Selected excerpt start

Festival of Sounds




14th January 1972, Festival of Sounds ‘Kensington Post’ page 31

Festival of Sounds – Electric

By Mary Lear

THIS WEEK’S All-night show at the Electric Cinema Club, Portobello Road, is a pop lover’s orgy of beat and sound. Showing from 11.30p.m. on Friday and Saturday, the session includes MONTEREY POP, DON’T LOOK BACK, FESTIVAL and CREAM FAREWELL.

Stagger home around dawn, with your ears and intellect abuzz with the sounds of the Sixties and Seventies.

MONTEREY POP (1967) was directed by D. A. Pennebaker and features Canned Heat, Otis Redding, Jefferson Airplane, Janis Joplin. The Who, Country Joe and the Fish, Jimi Hendrix and Ravi Shankar.

Filmed at the Monterey International Pop Festival in 1967 in free, hand-held style, the movie earned Pennebaker the title of one of the fathers on cinema verite as he and seven cameramen stalked the musicians on stage and shot everything that moved in the audience.

Selected excerpt end
Stored data start

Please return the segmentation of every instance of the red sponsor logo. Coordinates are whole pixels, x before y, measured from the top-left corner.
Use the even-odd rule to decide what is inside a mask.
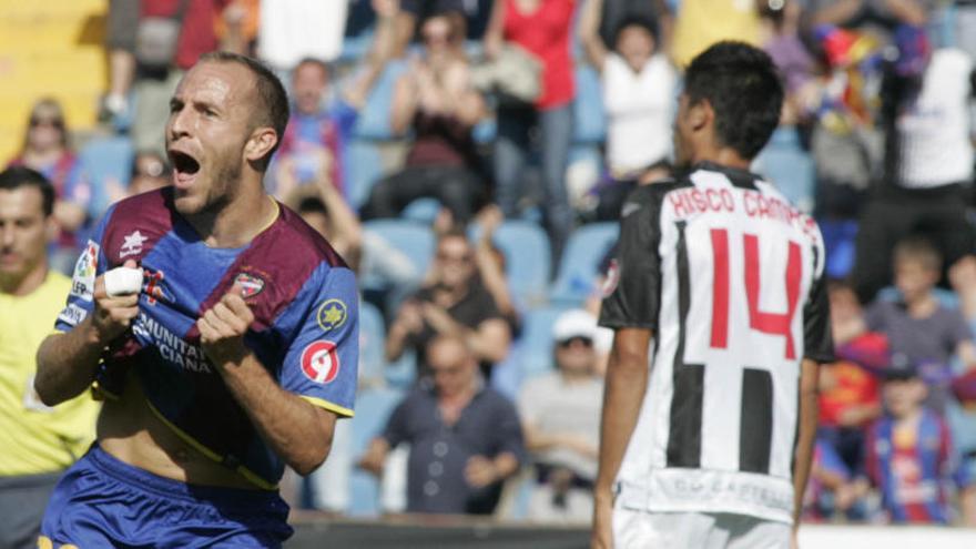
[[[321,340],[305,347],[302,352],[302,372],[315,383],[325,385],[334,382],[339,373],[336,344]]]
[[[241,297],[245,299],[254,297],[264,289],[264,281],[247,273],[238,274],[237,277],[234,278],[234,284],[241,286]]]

Stored data end
Stored data start

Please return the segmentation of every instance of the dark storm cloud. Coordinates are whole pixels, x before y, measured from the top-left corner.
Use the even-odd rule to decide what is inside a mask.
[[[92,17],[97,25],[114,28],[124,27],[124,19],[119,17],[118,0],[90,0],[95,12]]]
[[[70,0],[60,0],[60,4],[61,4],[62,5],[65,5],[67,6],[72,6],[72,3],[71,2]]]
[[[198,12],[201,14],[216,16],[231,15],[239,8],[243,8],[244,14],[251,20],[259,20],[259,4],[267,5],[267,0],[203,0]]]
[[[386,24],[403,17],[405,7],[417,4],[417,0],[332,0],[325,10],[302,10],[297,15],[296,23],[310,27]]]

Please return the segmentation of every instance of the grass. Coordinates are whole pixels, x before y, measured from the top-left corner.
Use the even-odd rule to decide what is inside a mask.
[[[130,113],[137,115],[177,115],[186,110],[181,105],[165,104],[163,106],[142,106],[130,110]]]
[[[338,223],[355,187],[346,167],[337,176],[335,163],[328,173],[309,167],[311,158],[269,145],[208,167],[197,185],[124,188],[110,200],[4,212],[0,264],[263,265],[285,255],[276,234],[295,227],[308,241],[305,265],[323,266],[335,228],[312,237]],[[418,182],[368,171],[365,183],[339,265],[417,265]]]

Stored data end

- _Aim_:
Please continue the Kensington Post review of the Electric Cinema all-night music film show, picking up after its last sentence.

- _Response to the task_:
DON’T LOOK BACK (1965) is Pennebaker’s best known film after MONTEREY POP. Its subject is Bob Dylan – singer, composer, philosopher and idol.

In 1965 Dylan toured England, and Pennebaker shot his film as a record of the tour, working in concert halls, crowded hotel rooms, getaway cars and wherever Dylan and entourage went to meet people or to get away from them.

The resulting record is a comment of Dylan, his songs and his position vis-a-vis the Press, the public and contemporary youth.

Dylan’s songs for the soundtrack of DON’T LOOK BACK include Subterranean Homesick Blues, All I Really Want to Do, The Times, They Are A-Changing, The Lonesome Death of Hattie Carroll, Don’t Think Twice, It’s All Over Now, Baby Blue, Talking World War III Blues, It’s All Right Ma, I’m Only Bleeding, The Gates of Eden, Love Minus Zero.

There are guest spots by Joan Baez (Percy’s Song and Love is Just a Four-Letter Word) and Donovan (To Sing for You). FESTIVAL (1963 – 66) was directed by Murray Lerner and features Dylan, Baez and Donovan with Pete Seeger and Johnny Cash.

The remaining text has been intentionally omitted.